= Task directions =
Please write out exactly the lines from the one with "Where can the compound" through the end of the data below, both ends included, and omit any pictures.
*** Extracted information Section Begins ***
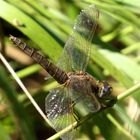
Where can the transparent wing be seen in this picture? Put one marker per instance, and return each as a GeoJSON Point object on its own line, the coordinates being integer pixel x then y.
{"type": "Point", "coordinates": [77, 48]}
{"type": "Point", "coordinates": [58, 106]}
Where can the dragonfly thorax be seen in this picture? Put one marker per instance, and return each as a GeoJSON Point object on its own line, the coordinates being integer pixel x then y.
{"type": "Point", "coordinates": [81, 80]}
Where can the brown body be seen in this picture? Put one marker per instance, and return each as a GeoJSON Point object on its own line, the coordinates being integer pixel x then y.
{"type": "Point", "coordinates": [59, 75]}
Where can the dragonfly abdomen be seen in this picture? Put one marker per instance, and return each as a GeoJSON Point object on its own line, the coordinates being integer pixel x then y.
{"type": "Point", "coordinates": [59, 75]}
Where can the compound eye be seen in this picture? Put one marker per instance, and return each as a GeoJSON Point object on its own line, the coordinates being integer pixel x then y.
{"type": "Point", "coordinates": [105, 91]}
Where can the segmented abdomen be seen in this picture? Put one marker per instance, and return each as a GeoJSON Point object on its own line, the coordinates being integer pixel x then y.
{"type": "Point", "coordinates": [59, 75]}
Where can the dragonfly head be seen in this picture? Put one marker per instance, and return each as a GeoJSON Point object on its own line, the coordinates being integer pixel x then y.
{"type": "Point", "coordinates": [104, 89]}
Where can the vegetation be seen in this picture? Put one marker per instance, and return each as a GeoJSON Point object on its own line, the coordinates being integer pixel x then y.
{"type": "Point", "coordinates": [46, 25]}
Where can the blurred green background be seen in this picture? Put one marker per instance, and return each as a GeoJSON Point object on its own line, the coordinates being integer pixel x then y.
{"type": "Point", "coordinates": [46, 25]}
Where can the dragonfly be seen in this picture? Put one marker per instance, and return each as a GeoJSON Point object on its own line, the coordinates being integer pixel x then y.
{"type": "Point", "coordinates": [76, 86]}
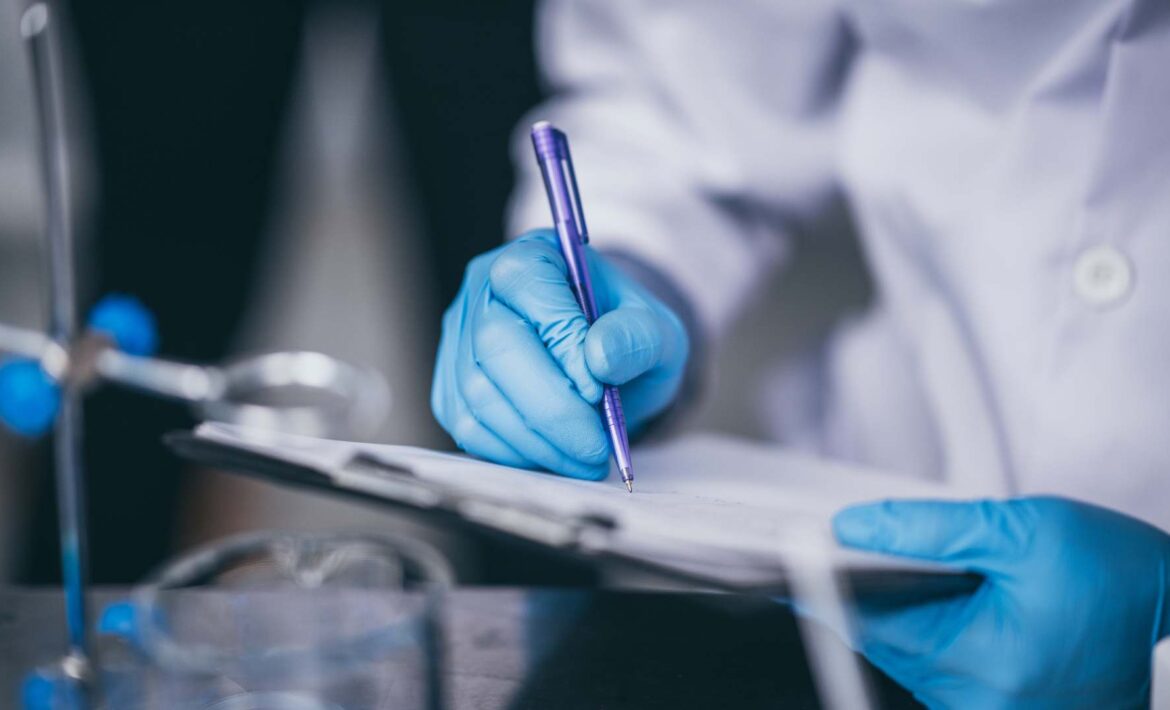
*** Extracted information Section Ends ***
= Response to the task =
Where can the compound eye be seen in this picture? Put one marker per instance, and return each as a GeoJSON Point object on its own line, the coordinates being integer pixel x then y.
{"type": "Point", "coordinates": [105, 91]}
Where can the segmented abdomen be seen in this picture? Put one marker per instance, and return each as a GeoJSON Point object on its own line, the coordinates being integer pixel x then y.
{"type": "Point", "coordinates": [59, 75]}
Where can the dragonfly head be seen in this picture? Put one marker per instance, and return each as a GeoJSON Point object on its own line, the coordinates being integer pixel x then y.
{"type": "Point", "coordinates": [104, 89]}
Where can the vegetation be seen in this picture? Put one marker per instance, and return each as a GeoJSON Point object on its own line, the coordinates being integer pixel x then y.
{"type": "Point", "coordinates": [46, 25]}
Where can the blurred green background be seen in this picture? Put one marker per instance, and return each as a GeoJSON Point object on its own line, the coordinates being integer pixel x then y.
{"type": "Point", "coordinates": [46, 25]}
Where can the dragonfly be seen in this picture? Put one marker per instance, and return each as a GeoJSON Point object on its own line, the coordinates being integer pixel x then y.
{"type": "Point", "coordinates": [76, 86]}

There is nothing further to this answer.